#### [Work to complete]
Copy every line of the following data that includes the string "present".

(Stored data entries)
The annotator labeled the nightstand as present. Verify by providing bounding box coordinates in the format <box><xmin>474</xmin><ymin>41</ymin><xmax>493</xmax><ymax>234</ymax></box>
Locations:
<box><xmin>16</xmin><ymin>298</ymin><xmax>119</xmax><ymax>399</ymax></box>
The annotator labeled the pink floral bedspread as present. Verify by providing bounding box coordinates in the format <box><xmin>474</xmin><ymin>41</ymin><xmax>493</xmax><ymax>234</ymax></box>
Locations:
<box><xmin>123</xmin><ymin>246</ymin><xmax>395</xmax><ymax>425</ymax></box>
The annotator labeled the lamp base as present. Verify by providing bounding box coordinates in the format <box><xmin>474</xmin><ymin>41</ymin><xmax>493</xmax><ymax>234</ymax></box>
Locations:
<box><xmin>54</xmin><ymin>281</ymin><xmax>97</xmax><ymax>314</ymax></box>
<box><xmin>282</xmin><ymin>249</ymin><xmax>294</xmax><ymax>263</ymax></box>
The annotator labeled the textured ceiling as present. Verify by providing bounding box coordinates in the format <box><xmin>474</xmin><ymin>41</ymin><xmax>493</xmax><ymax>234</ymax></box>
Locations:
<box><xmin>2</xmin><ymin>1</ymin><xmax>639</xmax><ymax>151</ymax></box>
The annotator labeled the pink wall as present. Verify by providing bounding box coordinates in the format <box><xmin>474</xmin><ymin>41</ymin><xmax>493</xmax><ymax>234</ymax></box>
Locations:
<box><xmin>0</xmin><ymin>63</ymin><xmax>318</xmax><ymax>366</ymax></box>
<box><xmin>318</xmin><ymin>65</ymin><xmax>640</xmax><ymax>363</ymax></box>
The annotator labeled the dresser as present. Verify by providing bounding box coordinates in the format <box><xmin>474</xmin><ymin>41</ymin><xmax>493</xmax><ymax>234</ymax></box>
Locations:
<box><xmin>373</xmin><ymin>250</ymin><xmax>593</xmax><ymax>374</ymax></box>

#### [Result]
The annotator labeled the nightstand as present. Verify by providing bounding box coordinates in the format <box><xmin>474</xmin><ymin>41</ymin><xmax>493</xmax><ymax>234</ymax></box>
The annotator labeled the pink floral bedspread as present. Verify by providing bounding box coordinates in the format <box><xmin>474</xmin><ymin>41</ymin><xmax>493</xmax><ymax>234</ymax></box>
The annotator labeled the lamp base as present. Verify by providing bounding box coordinates in the format <box><xmin>474</xmin><ymin>41</ymin><xmax>493</xmax><ymax>234</ymax></box>
The annotator labeled the textured ceiling as present. Verify by providing bounding box coordinates in the format <box><xmin>474</xmin><ymin>41</ymin><xmax>493</xmax><ymax>234</ymax></box>
The annotator labeled the pink wall as present. Verify by providing bounding box coordinates in the format <box><xmin>474</xmin><ymin>41</ymin><xmax>493</xmax><ymax>234</ymax></box>
The annotator labeled the dresser as present. Verify by providing bounding box coordinates in the format <box><xmin>474</xmin><ymin>41</ymin><xmax>493</xmax><ymax>234</ymax></box>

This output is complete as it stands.